* PAGE EXTRACT
10/10 pretty patrician literary language

>> No.11995840

That's IT. I've had it with this thread.
At first, it was easy to look past it. I've witnessed Jezebels in my time, surely, and I've learned well enough to avoid their temptations by holding His words close to my heart, but this is a whole other case.
But as time passed, she didn't vanish like the others. This one stayed. After a few days, I grew more fretful, more worried. Sometimes, as I would scroll through the page, I found myself LOOKING for her, in her yellow top, her cute green shift beneath. I found myself seeking her legs, just a glance, at other times marveling at her white skin, MARVELING at the legs of a JEZEBEL. O, I prayed for forgiveness but a week hence I've begun to lose hope. I catch myself wondering what she's looking at, what has caught her attention. I catch myself wondering if PERHAPS I COULD catch her attention, and then I tighten my tourniquet and try to instill His words back into my sodding mind, that this painted woman is nothing but a temptation.

* TASK SET
• 1. In the forum post, what color is the top the woman wears?
• 2. Rewrite the forum post from "But as time" up to and including "but a temptation.", renaming "yellow" to "crimson" throughout.
• 3. Take the forum post about the woman in the yellow top further, picking up right after its final sentence.

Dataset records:

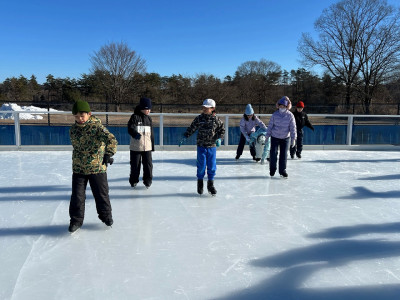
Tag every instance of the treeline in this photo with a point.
(177, 93)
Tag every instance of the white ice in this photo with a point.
(330, 231)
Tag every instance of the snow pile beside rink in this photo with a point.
(24, 116)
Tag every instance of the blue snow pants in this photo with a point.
(206, 158)
(283, 145)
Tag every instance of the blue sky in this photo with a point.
(174, 37)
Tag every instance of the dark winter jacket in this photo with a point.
(248, 125)
(90, 141)
(210, 128)
(142, 124)
(302, 120)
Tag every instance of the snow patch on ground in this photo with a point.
(23, 116)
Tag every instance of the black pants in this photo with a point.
(99, 185)
(240, 148)
(283, 145)
(299, 143)
(137, 158)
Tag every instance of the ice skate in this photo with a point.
(210, 187)
(284, 174)
(73, 227)
(200, 186)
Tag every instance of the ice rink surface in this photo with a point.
(330, 231)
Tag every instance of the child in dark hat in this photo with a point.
(282, 130)
(140, 128)
(93, 146)
(301, 121)
(248, 125)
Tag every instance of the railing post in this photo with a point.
(17, 129)
(161, 130)
(226, 142)
(349, 129)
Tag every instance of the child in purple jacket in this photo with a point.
(281, 129)
(247, 126)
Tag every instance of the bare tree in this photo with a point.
(116, 65)
(254, 78)
(354, 35)
(379, 49)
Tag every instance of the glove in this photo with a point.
(107, 159)
(218, 143)
(183, 140)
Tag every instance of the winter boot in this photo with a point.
(210, 187)
(200, 186)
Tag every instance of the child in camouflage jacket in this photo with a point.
(93, 146)
(210, 131)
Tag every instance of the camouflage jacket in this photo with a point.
(90, 141)
(210, 128)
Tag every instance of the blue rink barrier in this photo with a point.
(330, 130)
(323, 135)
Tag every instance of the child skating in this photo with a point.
(210, 132)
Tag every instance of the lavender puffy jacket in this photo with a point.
(282, 125)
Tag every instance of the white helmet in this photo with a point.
(209, 103)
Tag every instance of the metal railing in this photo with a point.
(230, 121)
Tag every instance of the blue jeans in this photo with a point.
(206, 158)
(283, 145)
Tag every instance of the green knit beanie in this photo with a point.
(80, 106)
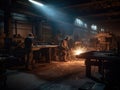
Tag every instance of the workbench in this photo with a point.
(48, 50)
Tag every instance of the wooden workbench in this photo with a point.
(104, 60)
(48, 49)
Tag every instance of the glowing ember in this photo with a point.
(78, 50)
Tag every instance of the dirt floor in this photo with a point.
(57, 69)
(50, 76)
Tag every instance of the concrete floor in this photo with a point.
(54, 76)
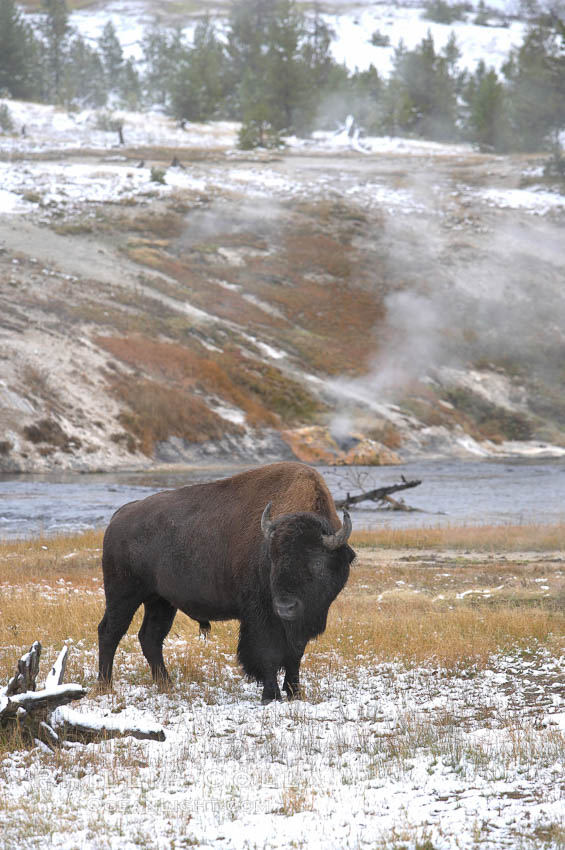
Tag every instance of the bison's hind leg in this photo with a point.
(113, 626)
(157, 622)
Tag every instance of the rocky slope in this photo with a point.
(332, 304)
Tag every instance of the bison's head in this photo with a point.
(309, 565)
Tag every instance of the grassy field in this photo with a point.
(440, 678)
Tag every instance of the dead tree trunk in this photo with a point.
(380, 494)
(39, 713)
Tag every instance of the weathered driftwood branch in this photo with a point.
(38, 713)
(380, 494)
(79, 726)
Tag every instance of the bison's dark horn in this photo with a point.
(266, 524)
(334, 541)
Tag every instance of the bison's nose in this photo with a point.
(287, 609)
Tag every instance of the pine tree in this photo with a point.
(56, 31)
(130, 86)
(536, 87)
(18, 54)
(112, 57)
(84, 82)
(199, 85)
(276, 61)
(163, 53)
(487, 121)
(421, 92)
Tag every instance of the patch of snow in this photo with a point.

* ANSWERS GIVEN
• 1. Yellow.

• 2.
But as time passed, she didn't vanish like the others. This one stayed. After a few days, I grew more fretful, more worried. Sometimes, as I would scroll through the page, I found myself LOOKING for her, in her crimson top, her cute green shift beneath. I found myself seeking her legs, just a glance, at other times marveling at her white skin, MARVELING at the legs of a JEZEBEL. O, I prayed for forgiveness but a week hence I've begun to lose hope. I catch myself wondering what she's looking at, what has caught her attention. I catch myself wondering if PERHAPS I COULD catch her attention, and then I tighten my tourniquet and try to instill His words back into my sodding mind, that this painted woman is nothing but a temptation.

• 3.
Now, ten days since the posting, I beg you, all of you, please, under His tutelage, as a holy man, I beg, do not sustain her, give not a glance to her and instead allow this thread to die, to free yourself and the others from her blasphemous grasp! O, to be free!

>> No.11996022

>>11954484
>although I'm in the middle of Outlaws of the Marsh and it's awesome.
Which translation are you reading?

>> No.11996025

>>11976838
>>11994307
>>>/r/eddit

>> No.11996234

>>11948820
Cixin Liu's Three-Body Problem series is fucking sublime

>> No.11996589

Are there any good books or /lit/ approved movies about the cultural revolutions?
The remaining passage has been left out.